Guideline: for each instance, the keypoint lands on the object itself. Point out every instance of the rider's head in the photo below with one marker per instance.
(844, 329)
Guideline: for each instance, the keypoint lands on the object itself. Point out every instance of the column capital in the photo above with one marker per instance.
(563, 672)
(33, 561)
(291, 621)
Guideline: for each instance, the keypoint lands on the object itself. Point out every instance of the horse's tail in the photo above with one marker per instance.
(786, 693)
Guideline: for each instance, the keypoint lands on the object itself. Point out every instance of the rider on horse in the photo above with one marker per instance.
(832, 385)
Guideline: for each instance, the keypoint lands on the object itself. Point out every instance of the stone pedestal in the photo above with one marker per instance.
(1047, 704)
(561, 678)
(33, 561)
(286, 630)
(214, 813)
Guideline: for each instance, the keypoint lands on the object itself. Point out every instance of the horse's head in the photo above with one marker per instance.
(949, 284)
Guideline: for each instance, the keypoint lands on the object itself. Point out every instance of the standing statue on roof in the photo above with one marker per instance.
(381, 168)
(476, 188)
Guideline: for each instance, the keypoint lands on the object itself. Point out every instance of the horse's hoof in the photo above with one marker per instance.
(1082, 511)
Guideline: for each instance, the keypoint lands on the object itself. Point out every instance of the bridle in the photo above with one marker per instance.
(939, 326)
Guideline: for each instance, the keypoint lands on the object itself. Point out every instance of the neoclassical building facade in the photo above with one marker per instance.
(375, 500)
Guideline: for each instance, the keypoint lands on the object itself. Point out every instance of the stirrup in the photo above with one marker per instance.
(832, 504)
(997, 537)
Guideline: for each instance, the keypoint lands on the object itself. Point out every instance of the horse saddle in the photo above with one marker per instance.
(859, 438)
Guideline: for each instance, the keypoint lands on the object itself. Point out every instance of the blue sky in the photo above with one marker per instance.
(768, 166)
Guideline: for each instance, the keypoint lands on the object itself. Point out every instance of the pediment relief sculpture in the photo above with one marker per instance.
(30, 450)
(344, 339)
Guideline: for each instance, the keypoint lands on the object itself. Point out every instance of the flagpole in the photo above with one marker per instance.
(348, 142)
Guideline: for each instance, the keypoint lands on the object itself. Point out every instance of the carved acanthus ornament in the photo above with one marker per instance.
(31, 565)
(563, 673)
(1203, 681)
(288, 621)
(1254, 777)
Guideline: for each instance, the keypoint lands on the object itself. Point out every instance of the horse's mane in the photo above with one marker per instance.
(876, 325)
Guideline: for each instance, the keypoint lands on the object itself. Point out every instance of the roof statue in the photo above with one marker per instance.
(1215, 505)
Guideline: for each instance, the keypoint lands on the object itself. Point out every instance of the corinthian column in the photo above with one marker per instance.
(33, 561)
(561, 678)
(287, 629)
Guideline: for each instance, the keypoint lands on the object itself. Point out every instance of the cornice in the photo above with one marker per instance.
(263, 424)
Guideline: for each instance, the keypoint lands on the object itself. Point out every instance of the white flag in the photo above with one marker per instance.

● ● ● ● ● ● ●

## AIM OF THE EXERCISE
Could you reproduce all the records exactly?

## EXERCISE OUTPUT
Guideline: for each instance, the keypoint lands on the object itself. Point out every instance of the rider's head in the photo below with one marker per instance.
(844, 329)
Guideline: for each instance, the keypoint lands on the object itself. Point out every instance of the column capital in the photo above with one marker per instance.
(563, 672)
(33, 561)
(291, 621)
Guideline: for each instance, the keypoint lands on the object itself. Point out every instance of the horse's tail in the photo above with one marker per instance.
(786, 693)
Guideline: for each instance, the keypoint lands on the object itself. Point out every instance of the rider on horse in the photo above with one marker per instance.
(832, 385)
Guideline: for each instance, the keypoint lands on the object itself. Point out every instance of the stone pedestal in the photo above with one marker per instance.
(1047, 704)
(561, 678)
(33, 561)
(286, 630)
(214, 813)
Guideline: for each instance, the keypoint lands on the object itself. Point out every instance of the horse's head in the photo above with one marker per instance.
(949, 284)
Guideline: for each instance, the keypoint lands on the object itself. Point out every instance of the standing statue on roof in the photo above with one marker per instance.
(381, 168)
(476, 188)
Guideline: for each instance, the keypoint lands on the object itself. Point out every instance of the horse's hoof in the photo above with one marker per instance.
(1082, 511)
Guideline: for each instance, the keypoint lands on the object itself. Point out every instance of the bridle in the photo above with one marker per instance.
(939, 326)
Guideline: for each instance, the keypoint lands on the object itself. Point out every instance of the neoclassical building facade in the photo above with one marker per instance.
(375, 500)
Guideline: for each instance, the keypoint lands on the object itself. Point out every instance of the stirrup in the photo above with one marker per instance.
(832, 504)
(997, 537)
Guideline: for each instance, the keypoint lands on the object itself. Point out every instance of the horse saddle in the photo above with one marker per instance.
(859, 438)
Guideline: for each instance, the keypoint lands on the object itself. Point out every instance of the blue sky in the photo above with one marker per instance.
(768, 166)
Guideline: for each instance, the keypoint lands on the object itself. Point out every instance of the pediment relief sculpture in the photo above with one marker per instance.
(30, 450)
(344, 339)
Guideline: for each instance, the keypoint lands on the object itself. Point out every instance of the flagpole in the photo above with one marker per instance.
(348, 142)
Guideline: for each instance, the keypoint lands on the object itself. Point out every instance of the carved acanthus ornament in the photo above with one marker per instance.
(31, 565)
(563, 673)
(1203, 681)
(288, 621)
(1254, 777)
Guideline: for each instance, the keypoint lands on the object itself. Point out every instance of the horse's mane in the photo above with one marker per instance.
(876, 325)
Guideline: for each instance, the keypoint lands on the object itself. Point out every instance of the roof statue in the photo above with one marker per instance.
(1215, 505)
Guideline: for each instance, the keypoint lands on the object itself. Point out every instance of the corinthian column in the photo above with one marker per instance.
(33, 561)
(561, 678)
(287, 629)
Guideline: for each instance, the keypoint lands on the object itself. Point out every instance of the cornice in the photo above with one marker per instance.
(263, 424)
Guideline: for each instance, the keypoint lands on the object itself. Point out every instance of the white flag in the photo above with one marker per instance.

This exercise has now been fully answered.